╭─ SOURCE EXCERPT

# Dirty Bird (not for the faint hearted)



## JohnMF (May 13, 2005)

I don't know what it is about me but most of my photos would probibly fit well on this "bloopers" thread. Even nature seems hell bent on ruining every photograph i try and take.

This bird made his opinion of me quite clear.... I bet Canoncan doesnt have this problem   :meh: 







PS. sorry if this put anyone off their dinner uke:


----------



## photobug (May 13, 2005)

Haha, I have one very similar of a monkey draining his bladder at the Honolulu Zoo from last spring.Didn' teven see it until we got home & I processed the shots.


----------



## Corry (May 13, 2005)

Eeeeeeeeeeew!


----------



## LaFoto (May 14, 2005)

But what a perfect moment to take this photo, John! I quite like it . Not really "blooper"-quality (much poop quality, heehee  )


----------



## JohnMF (May 14, 2005)

Its horrible isnt it? The cheeky little thing is even looking over his should at me, as he does it, As if to say "What are you gonna do about it?"


----------



## Meysha (May 14, 2005)

Ha ha ha


----------



## photo gal (May 14, 2005)

:lmao: Man I got a kick out of this one!!!  Thanks for posting it!!!  : )


----------



## mentos_007 (May 14, 2005)

oh no! John how dare you! It was doing it's private things and you was just disturbing!!!


----------



## jadin (May 16, 2005)

╰─
╭─ EXTRACTED INFORMATION

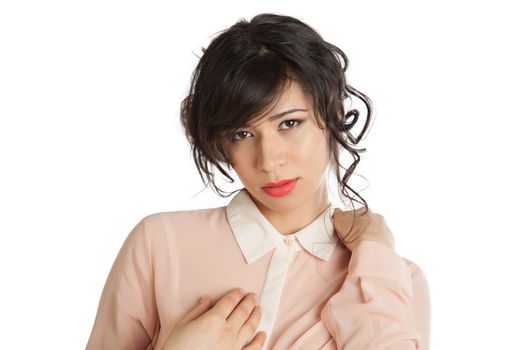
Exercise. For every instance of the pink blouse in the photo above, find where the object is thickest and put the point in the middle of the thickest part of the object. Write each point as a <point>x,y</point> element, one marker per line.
<point>313,292</point>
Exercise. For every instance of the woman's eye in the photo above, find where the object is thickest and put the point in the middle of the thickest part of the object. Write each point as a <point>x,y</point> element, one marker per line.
<point>291,123</point>
<point>242,135</point>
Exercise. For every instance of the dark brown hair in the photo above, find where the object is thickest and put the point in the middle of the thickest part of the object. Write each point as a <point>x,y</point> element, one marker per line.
<point>244,70</point>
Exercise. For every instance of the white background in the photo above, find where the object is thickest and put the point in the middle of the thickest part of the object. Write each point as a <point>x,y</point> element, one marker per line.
<point>90,142</point>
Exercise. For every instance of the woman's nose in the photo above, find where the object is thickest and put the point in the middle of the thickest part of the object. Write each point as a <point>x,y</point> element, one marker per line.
<point>270,153</point>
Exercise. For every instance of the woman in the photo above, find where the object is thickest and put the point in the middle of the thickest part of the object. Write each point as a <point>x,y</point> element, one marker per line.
<point>279,267</point>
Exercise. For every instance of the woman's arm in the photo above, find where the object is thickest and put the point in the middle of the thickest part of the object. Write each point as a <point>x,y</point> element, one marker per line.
<point>383,303</point>
<point>127,315</point>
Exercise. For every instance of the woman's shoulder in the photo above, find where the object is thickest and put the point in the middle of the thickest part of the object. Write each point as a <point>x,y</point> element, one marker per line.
<point>183,222</point>
<point>183,215</point>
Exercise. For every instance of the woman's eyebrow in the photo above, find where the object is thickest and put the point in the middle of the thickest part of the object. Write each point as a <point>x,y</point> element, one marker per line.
<point>279,115</point>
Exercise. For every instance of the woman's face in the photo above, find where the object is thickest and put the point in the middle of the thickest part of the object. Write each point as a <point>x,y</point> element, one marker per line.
<point>291,146</point>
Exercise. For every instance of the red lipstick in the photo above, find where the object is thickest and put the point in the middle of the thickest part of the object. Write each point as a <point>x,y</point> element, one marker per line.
<point>280,188</point>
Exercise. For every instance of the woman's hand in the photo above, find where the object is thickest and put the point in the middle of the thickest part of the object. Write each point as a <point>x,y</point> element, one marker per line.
<point>369,226</point>
<point>229,324</point>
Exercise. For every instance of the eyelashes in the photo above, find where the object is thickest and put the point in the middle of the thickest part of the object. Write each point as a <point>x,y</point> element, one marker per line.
<point>290,124</point>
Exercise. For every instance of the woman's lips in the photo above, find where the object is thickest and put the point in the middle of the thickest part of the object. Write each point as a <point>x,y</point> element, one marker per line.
<point>277,184</point>
<point>283,187</point>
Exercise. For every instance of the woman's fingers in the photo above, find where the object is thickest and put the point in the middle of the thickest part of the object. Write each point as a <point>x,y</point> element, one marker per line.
<point>257,343</point>
<point>242,312</point>
<point>197,311</point>
<point>248,328</point>
<point>224,307</point>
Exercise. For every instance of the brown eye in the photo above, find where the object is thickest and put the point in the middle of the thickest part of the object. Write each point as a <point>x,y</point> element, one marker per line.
<point>292,123</point>
<point>242,135</point>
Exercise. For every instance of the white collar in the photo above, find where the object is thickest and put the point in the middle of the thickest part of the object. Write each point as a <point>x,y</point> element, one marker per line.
<point>256,236</point>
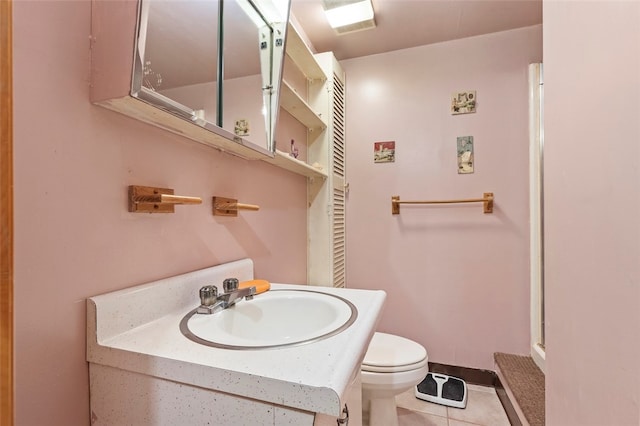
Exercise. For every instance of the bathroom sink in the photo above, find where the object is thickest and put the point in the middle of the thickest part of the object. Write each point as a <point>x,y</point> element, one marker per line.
<point>274,319</point>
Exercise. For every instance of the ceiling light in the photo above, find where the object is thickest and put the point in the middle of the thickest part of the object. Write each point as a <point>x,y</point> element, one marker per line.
<point>351,16</point>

╰─

EXERCISE 1: Copy the stretch of the Dirty Bird thread from "## mentos_007 (May" through "(May 16, 2005)".
EXERCISE 2: Carry on the Dirty Bird forum thread from its last line.

TASK RESPONSE 1:
## mentos_007 (May 14, 2005)

oh no! John how dare you! It was doing it's private things and you was just disturbing!!!


----------



## jadin (May 16, 2005)

TASK RESPONSE 2:
"For me to poop on!"

wait.. wait.. i got it...

It's a plooper!

hahah okay I'm done now.


----------



## thebeginning (May 23, 2005)

^^
lol.  

i bet you sat there for over an hour trying to get that shot.


----------



## Toffee (May 26, 2005)

:lmao: 

Actually I am suspicious about our feathered friends... Last summer I saw a seagull swoop in on a car leaving a carwash in Brighton. It took aim at the windscreen, fired and then pulled away in a manner that was in no way accidental. :evil:


----------



## Canoncan (May 28, 2005)

I have not had a bird drop things, yet many many many blooper type shots. Mainly out of focus due to last minute bird movement, not your kind of movement, which is moving in itself. Thanks for sharing, it did make me laugh. :mrgreen:


----------



## Ele Keats (Jun 5, 2005)

Hahaha, that might just be my favorite picture ever.


----------



## forgottenskies (Jun 5, 2005)

HAHAHA!!!Thats great, lol.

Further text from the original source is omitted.